WHAT THE TASK ASKS:
Set down, word for word, the stretch of lines from the one containing "Could you mark the white wall of" to the end of the records below.

GIVEN RECORDS:
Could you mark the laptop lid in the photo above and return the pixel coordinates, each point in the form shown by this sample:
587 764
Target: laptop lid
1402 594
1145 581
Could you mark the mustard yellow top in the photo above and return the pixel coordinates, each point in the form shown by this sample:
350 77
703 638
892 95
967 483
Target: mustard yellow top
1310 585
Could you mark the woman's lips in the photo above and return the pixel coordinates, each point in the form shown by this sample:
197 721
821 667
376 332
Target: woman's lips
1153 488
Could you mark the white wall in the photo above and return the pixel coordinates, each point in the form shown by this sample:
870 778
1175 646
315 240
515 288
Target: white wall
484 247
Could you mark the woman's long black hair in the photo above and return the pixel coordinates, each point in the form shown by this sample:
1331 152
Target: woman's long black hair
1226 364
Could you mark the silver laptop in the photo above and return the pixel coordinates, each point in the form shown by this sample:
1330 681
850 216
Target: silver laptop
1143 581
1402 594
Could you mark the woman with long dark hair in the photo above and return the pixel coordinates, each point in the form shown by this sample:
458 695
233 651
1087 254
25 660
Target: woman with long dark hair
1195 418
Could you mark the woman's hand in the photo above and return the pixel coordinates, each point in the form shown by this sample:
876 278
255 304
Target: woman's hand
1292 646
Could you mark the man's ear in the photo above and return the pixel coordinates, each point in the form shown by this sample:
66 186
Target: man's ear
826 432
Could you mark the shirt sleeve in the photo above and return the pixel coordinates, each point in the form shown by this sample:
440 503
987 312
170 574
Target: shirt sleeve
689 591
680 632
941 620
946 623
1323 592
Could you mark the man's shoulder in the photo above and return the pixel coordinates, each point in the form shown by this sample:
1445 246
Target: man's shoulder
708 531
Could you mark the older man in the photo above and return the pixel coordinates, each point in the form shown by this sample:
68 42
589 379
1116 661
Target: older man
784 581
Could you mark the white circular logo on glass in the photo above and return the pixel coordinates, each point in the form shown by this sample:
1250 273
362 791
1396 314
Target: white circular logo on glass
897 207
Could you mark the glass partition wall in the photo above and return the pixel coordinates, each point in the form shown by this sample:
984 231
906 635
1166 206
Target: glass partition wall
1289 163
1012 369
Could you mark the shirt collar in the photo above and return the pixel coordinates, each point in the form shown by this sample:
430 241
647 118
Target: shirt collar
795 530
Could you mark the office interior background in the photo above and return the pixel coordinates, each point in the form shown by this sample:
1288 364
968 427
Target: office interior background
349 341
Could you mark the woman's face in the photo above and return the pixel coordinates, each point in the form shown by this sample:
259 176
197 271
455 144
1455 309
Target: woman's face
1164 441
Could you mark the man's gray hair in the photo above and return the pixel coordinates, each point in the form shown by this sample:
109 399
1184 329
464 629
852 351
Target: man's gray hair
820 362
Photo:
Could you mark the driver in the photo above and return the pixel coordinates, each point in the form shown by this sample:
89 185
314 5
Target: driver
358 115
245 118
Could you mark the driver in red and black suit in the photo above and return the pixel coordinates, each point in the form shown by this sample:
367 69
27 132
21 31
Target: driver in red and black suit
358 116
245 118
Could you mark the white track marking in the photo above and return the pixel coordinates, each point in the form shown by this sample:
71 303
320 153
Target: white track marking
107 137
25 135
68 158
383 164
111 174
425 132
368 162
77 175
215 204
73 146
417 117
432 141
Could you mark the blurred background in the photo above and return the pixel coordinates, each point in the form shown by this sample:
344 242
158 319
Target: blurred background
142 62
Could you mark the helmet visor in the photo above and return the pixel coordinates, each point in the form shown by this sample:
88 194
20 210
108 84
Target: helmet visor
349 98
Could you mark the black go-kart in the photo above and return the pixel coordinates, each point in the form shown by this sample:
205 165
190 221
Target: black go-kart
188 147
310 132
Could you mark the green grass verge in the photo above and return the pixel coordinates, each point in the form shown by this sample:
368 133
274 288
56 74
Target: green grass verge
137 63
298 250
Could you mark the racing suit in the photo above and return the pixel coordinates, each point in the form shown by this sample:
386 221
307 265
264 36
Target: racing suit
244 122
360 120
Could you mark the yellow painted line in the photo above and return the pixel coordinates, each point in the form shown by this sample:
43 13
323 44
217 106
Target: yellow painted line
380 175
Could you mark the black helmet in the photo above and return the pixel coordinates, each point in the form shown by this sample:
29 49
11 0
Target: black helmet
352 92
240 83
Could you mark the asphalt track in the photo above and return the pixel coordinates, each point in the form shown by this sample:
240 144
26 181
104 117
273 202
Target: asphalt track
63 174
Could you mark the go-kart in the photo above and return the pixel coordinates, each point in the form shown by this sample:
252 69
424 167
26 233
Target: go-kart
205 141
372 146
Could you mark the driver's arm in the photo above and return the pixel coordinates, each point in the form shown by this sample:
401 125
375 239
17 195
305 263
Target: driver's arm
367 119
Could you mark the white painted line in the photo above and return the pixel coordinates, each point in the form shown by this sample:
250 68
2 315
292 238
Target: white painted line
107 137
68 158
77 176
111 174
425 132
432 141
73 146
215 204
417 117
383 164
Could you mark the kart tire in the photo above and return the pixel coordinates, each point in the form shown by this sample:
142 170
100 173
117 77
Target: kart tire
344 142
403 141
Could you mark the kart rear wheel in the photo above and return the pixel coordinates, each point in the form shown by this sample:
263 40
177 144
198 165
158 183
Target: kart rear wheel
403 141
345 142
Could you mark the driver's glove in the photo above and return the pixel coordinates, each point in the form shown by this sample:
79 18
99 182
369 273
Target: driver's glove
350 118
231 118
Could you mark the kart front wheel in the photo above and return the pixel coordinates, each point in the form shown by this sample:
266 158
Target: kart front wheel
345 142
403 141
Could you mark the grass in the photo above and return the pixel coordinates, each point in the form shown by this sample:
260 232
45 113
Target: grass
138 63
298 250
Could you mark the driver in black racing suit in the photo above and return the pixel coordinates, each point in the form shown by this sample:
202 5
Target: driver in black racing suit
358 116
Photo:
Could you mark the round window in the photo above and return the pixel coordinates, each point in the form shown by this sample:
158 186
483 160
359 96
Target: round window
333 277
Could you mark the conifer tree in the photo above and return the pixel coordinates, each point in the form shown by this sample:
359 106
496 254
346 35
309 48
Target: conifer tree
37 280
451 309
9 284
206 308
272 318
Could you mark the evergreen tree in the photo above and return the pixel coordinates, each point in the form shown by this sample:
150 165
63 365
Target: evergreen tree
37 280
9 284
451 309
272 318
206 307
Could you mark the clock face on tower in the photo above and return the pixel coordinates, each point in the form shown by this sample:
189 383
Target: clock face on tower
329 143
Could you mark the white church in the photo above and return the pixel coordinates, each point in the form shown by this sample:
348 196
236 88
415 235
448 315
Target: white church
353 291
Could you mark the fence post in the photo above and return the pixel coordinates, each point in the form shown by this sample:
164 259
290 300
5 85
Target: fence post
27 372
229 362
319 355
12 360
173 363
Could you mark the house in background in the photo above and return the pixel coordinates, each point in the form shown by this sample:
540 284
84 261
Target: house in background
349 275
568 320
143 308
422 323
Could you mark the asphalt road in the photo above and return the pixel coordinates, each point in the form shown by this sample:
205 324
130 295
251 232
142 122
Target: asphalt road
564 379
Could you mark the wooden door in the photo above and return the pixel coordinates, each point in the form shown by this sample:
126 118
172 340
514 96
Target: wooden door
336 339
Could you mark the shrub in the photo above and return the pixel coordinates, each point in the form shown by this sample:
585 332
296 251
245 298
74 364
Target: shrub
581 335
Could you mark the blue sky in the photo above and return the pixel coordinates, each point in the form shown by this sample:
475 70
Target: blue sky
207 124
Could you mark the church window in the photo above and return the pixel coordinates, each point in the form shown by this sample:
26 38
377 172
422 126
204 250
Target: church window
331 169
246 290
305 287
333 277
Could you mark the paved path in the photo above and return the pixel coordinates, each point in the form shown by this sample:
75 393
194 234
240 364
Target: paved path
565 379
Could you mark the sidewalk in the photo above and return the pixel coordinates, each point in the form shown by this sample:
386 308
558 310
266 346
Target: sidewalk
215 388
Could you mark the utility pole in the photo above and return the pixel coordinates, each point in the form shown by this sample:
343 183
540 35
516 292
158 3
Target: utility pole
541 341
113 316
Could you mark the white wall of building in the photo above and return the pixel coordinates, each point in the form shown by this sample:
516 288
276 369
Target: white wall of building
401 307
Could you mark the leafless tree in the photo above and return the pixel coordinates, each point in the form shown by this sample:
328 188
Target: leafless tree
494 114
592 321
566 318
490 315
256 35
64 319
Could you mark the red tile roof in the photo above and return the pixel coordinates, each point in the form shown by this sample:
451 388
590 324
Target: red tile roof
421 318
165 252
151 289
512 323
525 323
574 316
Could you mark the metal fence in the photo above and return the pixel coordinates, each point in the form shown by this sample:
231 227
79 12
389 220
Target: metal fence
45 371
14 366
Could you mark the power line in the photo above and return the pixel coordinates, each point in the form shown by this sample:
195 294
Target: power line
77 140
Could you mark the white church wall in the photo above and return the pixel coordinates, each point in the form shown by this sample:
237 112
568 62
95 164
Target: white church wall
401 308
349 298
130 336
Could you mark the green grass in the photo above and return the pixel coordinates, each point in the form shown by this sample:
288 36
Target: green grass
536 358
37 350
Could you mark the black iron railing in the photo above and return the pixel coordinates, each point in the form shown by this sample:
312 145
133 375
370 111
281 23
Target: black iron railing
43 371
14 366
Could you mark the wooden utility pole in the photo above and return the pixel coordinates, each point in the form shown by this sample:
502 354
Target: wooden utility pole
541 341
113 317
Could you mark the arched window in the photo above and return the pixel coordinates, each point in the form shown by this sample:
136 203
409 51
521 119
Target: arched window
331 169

WORKED ANSWER:
Could you mark the white wall of building in the photo above and return the pixel coordinates, each point in the form shown by this sample:
516 288
276 369
Target: white wall of building
401 307
Could you mark the leafless tree in the photo above and return the pixel coordinates, each point in the form shown by this sample:
328 188
Target: leafless tree
494 114
592 321
566 318
490 315
256 35
64 319
Could you mark the red tile roof in the photo above and return the pixel coordinates, each point in the form shown by this sample:
451 388
590 324
Target: red tile roof
421 318
165 252
151 289
512 323
525 323
574 316
Could you mark the metal fence in the photo above and return the pixel coordinates, each point in the form shown by this sample:
231 227
79 12
389 220
Target: metal fence
45 371
14 366
Could you mark the power line in the photo above and return the pixel coordinates, each point in the form shown by this sample:
195 294
Target: power line
77 140
Could you mark the white church wall in the photo above and return the pixel coordinates, each point in the form shown by this sample:
237 112
568 62
95 164
Target: white church wall
401 308
349 298
130 336
Could you mark the green grass in the photo above and return the pixel coordinates, each point in the form shown by this sample:
288 36
Target: green grass
536 358
37 350
Could you mark the black iron railing in the photo above and return the pixel coordinates, each point in the form shown by this sample:
312 145
133 375
370 111
281 23
Target: black iron railing
43 371
14 366
Could you mark the wooden utility pole in the photo above and return the pixel coordinates, each point in the form shown by this sample:
502 354
Target: wooden utility pole
541 341
113 317
Could you mark the arched window in the photo above and return the pixel coordinates, each point in the form shown by this sample:
136 203
409 51
521 119
Target: arched window
331 169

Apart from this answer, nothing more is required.